## What to produce:
Give the records again in full, exactly as written.

## Provided entries:
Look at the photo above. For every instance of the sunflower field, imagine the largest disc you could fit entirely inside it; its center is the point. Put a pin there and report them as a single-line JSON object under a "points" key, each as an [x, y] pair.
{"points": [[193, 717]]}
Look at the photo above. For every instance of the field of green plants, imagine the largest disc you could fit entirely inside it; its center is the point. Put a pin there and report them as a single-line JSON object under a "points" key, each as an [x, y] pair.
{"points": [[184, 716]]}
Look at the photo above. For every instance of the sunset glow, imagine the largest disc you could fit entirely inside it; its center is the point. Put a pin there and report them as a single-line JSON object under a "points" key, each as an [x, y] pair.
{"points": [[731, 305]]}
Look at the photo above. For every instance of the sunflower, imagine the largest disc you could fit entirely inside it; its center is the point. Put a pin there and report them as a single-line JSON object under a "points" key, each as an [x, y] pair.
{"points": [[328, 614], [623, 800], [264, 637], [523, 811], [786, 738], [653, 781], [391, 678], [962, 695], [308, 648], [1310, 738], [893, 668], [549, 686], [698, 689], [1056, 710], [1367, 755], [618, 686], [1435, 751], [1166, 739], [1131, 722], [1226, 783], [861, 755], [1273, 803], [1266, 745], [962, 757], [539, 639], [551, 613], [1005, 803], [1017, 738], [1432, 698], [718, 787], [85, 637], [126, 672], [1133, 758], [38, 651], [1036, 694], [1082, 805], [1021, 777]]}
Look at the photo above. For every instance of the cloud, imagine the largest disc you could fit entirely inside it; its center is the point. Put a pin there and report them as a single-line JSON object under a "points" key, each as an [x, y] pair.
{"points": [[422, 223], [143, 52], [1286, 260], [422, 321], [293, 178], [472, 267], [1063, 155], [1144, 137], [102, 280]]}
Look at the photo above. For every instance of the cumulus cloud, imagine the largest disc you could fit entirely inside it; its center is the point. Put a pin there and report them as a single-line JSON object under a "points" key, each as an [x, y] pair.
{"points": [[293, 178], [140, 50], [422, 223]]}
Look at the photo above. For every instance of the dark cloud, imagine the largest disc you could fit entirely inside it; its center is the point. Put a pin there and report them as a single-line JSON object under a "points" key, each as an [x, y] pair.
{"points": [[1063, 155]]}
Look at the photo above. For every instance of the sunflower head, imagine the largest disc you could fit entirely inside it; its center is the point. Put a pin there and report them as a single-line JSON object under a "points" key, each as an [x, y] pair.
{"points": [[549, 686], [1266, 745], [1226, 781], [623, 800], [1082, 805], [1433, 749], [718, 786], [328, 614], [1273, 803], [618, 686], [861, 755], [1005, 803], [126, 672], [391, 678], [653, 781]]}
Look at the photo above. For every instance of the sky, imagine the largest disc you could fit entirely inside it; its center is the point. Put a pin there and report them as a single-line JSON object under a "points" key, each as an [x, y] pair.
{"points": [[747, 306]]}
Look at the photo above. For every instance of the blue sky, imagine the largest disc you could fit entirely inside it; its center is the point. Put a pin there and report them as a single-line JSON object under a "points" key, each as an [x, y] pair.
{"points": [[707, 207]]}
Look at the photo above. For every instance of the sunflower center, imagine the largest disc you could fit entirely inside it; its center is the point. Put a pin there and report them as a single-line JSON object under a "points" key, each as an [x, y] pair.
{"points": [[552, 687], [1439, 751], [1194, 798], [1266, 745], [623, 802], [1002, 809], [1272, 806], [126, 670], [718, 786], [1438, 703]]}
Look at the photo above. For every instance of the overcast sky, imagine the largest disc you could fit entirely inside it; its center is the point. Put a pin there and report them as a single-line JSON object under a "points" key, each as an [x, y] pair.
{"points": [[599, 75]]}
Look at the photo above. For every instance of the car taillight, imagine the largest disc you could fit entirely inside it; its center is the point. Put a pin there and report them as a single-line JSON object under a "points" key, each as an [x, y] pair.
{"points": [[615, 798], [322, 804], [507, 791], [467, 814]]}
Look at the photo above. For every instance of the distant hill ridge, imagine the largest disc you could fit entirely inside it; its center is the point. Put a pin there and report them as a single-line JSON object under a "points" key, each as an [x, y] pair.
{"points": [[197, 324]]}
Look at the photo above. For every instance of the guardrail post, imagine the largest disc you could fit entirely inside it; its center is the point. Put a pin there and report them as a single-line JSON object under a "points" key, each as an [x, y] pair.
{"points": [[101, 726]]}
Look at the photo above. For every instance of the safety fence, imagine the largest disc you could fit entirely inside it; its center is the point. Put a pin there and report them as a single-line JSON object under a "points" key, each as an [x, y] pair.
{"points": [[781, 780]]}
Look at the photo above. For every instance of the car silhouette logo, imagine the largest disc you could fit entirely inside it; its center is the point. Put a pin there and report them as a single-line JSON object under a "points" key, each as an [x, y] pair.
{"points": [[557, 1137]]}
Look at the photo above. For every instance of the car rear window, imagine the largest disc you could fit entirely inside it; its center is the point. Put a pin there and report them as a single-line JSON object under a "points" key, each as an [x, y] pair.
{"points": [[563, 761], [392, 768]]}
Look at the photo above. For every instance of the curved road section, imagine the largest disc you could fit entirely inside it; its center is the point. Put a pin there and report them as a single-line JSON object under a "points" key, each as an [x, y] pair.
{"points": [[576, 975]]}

## Response to this exercise:
Look at the photo above. For every instance of the sunflower field, imagine the largest disc you could fit entirely inside it; its center is the point. Put a pin there and report them as a single-line JSON object under a "points" key, each as an [x, y] pair.
{"points": [[193, 717]]}
Look at the photo above. For every instance of the field of green plants, imagine the largest disc you could fit entirely inside it; its center is the point. Put a pin there and report them as a single-line JSON object under a "points" key, each as an [x, y] pair.
{"points": [[184, 716]]}
Look at the photo above. For every instance of the sunset glow, imagine the largest disc you could fit entirely inside it; its center is the point. Put a pin there and report them as a single-line JSON object under a "points" key, each as an [x, y] pair.
{"points": [[731, 305]]}
Look at the photo above. For every instance of the sunflower, imagine the largest disc you could fit entirely inside it; its center is the point. Put a pin there and report them as a single-line JSON object under a "points" key, each as an [x, y] pair.
{"points": [[328, 614], [623, 800], [264, 637], [523, 811], [786, 738], [653, 781], [391, 678], [962, 695], [308, 648], [1310, 738], [893, 668], [549, 686], [698, 689], [1056, 710], [1367, 755], [618, 686], [1435, 751], [1166, 739], [1131, 722], [1226, 783], [861, 755], [1273, 803], [1266, 745], [962, 757], [539, 639], [551, 613], [1005, 803], [1017, 738], [1432, 698], [718, 787], [85, 637], [126, 672], [1133, 758], [38, 651], [1036, 694], [1082, 805], [1021, 777]]}
Look at the photo above. For every instance of the cloud, imagine the largest disc you could fit entirely inside it; its center is the point. Put a pin there and report them as a single-line JSON object under a "points" key, each as an [x, y] pair.
{"points": [[422, 223], [143, 52], [1286, 260], [422, 321], [293, 178], [472, 267], [1063, 155], [1144, 137], [102, 280]]}
Look at the photo above. For every instance of the cumulus cloud, imagine the largest disc you could fit entirely inside it; its center is the point. Put a pin there and report them as a single-line JSON object under a "points" key, each as an [x, y] pair.
{"points": [[293, 178], [140, 50], [422, 223]]}
Look at the photo above. For every instance of the dark cloud, imagine the largest disc you could fit entirely inside it; its center is the point. Put a pin there and report them as a single-line JSON object under a "points" key, each as an [x, y] pair.
{"points": [[1063, 155]]}
Look at the photo above. For every instance of the sunflower head, imagine the largest disc you could fit entirely inside it; its center is the point. Put a pin there and report them as a single-line JSON object under a "points" key, each as an [x, y] pair.
{"points": [[549, 686], [1266, 745], [1226, 781], [623, 800], [1082, 805], [1433, 749], [718, 786], [328, 614], [1273, 803], [618, 686], [861, 755], [1005, 803], [126, 672], [391, 678], [653, 781]]}
Look at the photo above. For every instance of the sky, imagine the largest disc you could fit entirely inside it; its center is the point. Put a pin there and report them as a single-line JSON object under a "points" key, each as an [x, y] pair.
{"points": [[747, 306]]}
Look at the photo above. For every instance of the blue sky, imagine the largest disc you could fit entirely inside it; its center is the point. Put a pin there and report them as a single-line JSON object under a "points" key, each as an [x, y] pair.
{"points": [[707, 207]]}
Look at the photo above. For every instance of the sunflower center, imagine the largest disc you could fit entirely inside it; its center is the point. Put a pin there and report them as a single-line JSON object under a "points" key, each as an [x, y] pair.
{"points": [[552, 687], [1439, 751], [1194, 798], [1266, 745], [623, 802], [1002, 809], [1272, 806], [126, 670], [718, 786], [1438, 703]]}
Look at the photo above. For every instance of the overcast sky, imagine the largest disc you could fit entirely inside it; its center is the point. Put a pin there and report them as a single-line JSON object under a "points" key, each as an [x, y] pair.
{"points": [[599, 75]]}
Look at the photo above. For every instance of the car taillight, imagine the largest disc you could fit entirely inside it; its center is the point. Put a pin there and report them as a single-line JSON object under a "points" key, each as an [x, y] pair.
{"points": [[615, 798], [322, 804], [507, 791], [467, 814]]}
Look at the photo above. For every instance of the distant hill ridge, imagine the largest disc you could fit entirely inside it; its center is the point. Put a pin there and report them as a single-line JSON object under a "points" key, each as an [x, y] pair.
{"points": [[197, 324]]}
Look at the photo above. For every instance of the guardrail post, imagine the largest disc you could fit entirely inside it; its center is the point. Put a pin there and report them as a single-line JSON object under a "points" key, each as an [x, y] pair.
{"points": [[101, 726]]}
Look at the photo above. For every instance of the safety fence, imagine the largest disc you could fit entirely inside it; its center is the point. Put a pin there and report them as a single-line JSON object under a "points" key, each as an [x, y] pair.
{"points": [[781, 780]]}
Look at the photo above. For every instance of the car silhouette logo, imagine the largest disc you could fit entirely inside it; its center is the point. Put a pin there and report them as a single-line JSON object under a "points" key, each as an [x, y] pair.
{"points": [[557, 1137]]}
Look at the photo above. For every instance of the car rear window, imagine the largest disc you could fit entirely inside it; its center is the point. Put a pin there and report them as a single-line JSON object under a "points" key, each as an [x, y] pair.
{"points": [[563, 761], [392, 768]]}
Look at the photo above. For every instance of the curved road section, imagine the largest disc you could fit entirely inside it; its center is the point. Put a pin there and report them as a single-line JSON object under a "points" key, each as an [x, y] pair.
{"points": [[576, 975]]}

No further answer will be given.